***** Geëxtraheerde tekst *****

Beoordeling door de rechtbank

2. De beroepen zijn ongegrond. Dit betekent dat eiser geen gelijk krijgt en daarom ook geen vergoeding van de proceskosten. Hierna legt de rechtbank aan de hand van de beroepsgronden uit hoe zij tot dit oordeel komt.

Het beroep gericht tegen het plaatsingsbesluit

Het incident dat heeft geleid tot het plaatsingsbesluit

3. Uit de verslaglegging van het COa blijkt dat eiser op 5 juni 2025 op een opvangschip in Arnhem een incident heeft veroorzaakt, waarbij hij heeft gedreigd om een COa-medewerker te vermoorden. Deze bedreiging heeft eiser in het Turks gedaan, maar hij heeft aan een beveiliger gevraagd om dit rechtstreeks te vertalen aan de betreffende COa-medewerker. Ook heeft eiser de kapitein van het schip bedreigd door hem te zeggen dat hij hem gaat slaan en aanpakken. Daarbij heeft eiser geschreeuwd en met zijn armen in de lucht gezwaaid.

***** Gegevensdeel *****

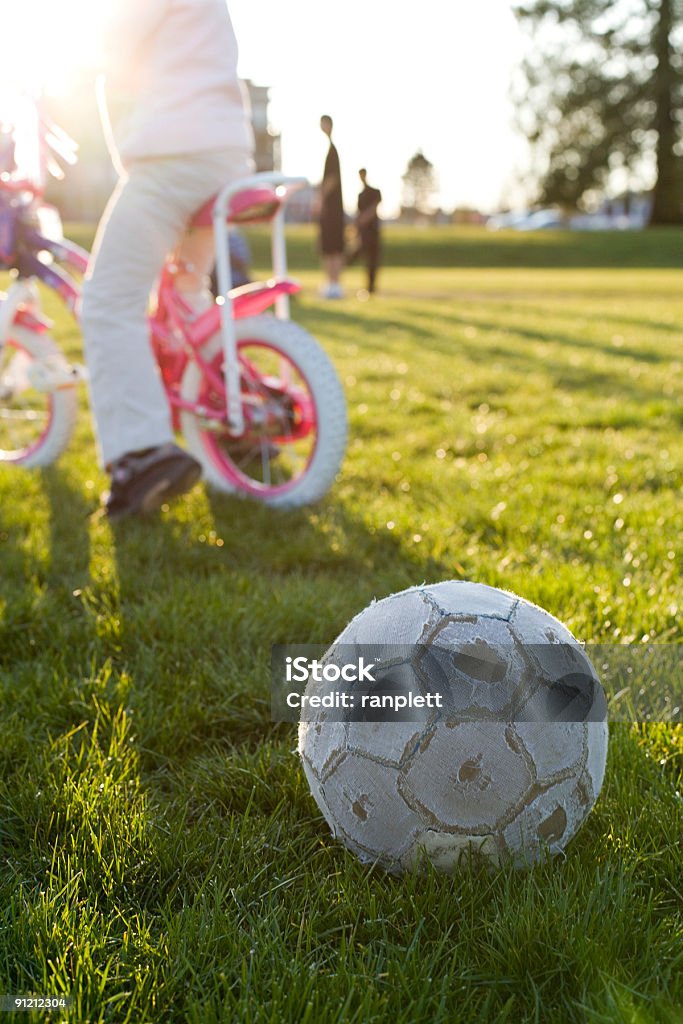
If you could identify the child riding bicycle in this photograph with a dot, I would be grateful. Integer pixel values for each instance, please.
(185, 135)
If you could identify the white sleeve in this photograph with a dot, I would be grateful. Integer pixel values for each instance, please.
(126, 25)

*****

→ Opdrachtonderdelen
a - Neem uit de rechtbankuitspraak graag woordelijk de passage over die opent met de woorden "Beoordeling door de" en sluit met "de lucht gezwaaid.".
b - In welke stad lag het opvangschip waarop eiser volgens de rechtbankuitspraak een incident veroorzaakte?
c - Schrijf de rechtbankuitspraak verder na de laatste zin.
De lijst speelt hierbij geen enkele rol.

→ Antwoorden opdrachten
a -
Beoordeling door de rechtbank

2. De beroepen zijn ongegrond. Dit betekent dat eiser geen gelijk krijgt en daarom ook geen vergoeding van de proceskosten. Hierna legt de rechtbank aan de hand van de beroepsgronden uit hoe zij tot dit oordeel komt.

Het beroep gericht tegen het plaatsingsbesluit

Het incident dat heeft geleid tot het plaatsingsbesluit

3. Uit de verslaglegging van het COa blijkt dat eiser op 5 juni 2025 op een opvangschip in Arnhem een incident heeft veroorzaakt, waarbij hij heeft gedreigd om een COa-medewerker te vermoorden. Deze bedreiging heeft eiser in het Turks gedaan, maar hij heeft aan een beveiliger gevraagd om dit rechtstreeks te vertalen aan de betreffende COa-medewerker. Ook heeft eiser de kapitein van het schip bedreigd door hem te zeggen dat hij hem gaat slaan en aanpakken. Daarbij heeft eiser geschreeuwd en met zijn armen in de lucht gezwaaid.

b - In Arnhem.

c -
3.1. Het COa heeft het gedrag van eiser gekwalificeerd als een incident met grote impact. Verder heeft het COa in het plaatsingsbesluit overwogen dat eerdere maatregelen geen effect hebben gehad op een verbetering van eisers gedrag. Het COa heeft om die reden een plaatsing in een HTL noodzakelijk geacht.

Beroepsgronden van eiser

4. Eiser betoogt - kort samengevat - dat niet is gebleken dat het COa bij het GZA[4] heeft geverifieerd of gelet op eisers medische situatie overdacht aan de HTL mogelijk zou zijn. Op grond van artikel 4.3.6. van het “Maatregelenbeleid COa” is één van de contra-indicaties voor de HTL-maatregel: “GZA ziet medische belemmeringen om de zorg in de HTL voor de te plaatsen bewoner over te nemen”. Nu sprake is van een contra-indicatie meent eiser dan ook dat de maatregel onzorgvuldig is voorbereid en ten onrechte is opgelegd. Ook verwijst eiser naar de uitspraak van deze rechtbank en zittingsplaats van 27 december 2023[5]. Hierin is geoordeeld dat het COa voorafgaande aan de HTL-plaatsing zorgvuldig onderzoek moet doen.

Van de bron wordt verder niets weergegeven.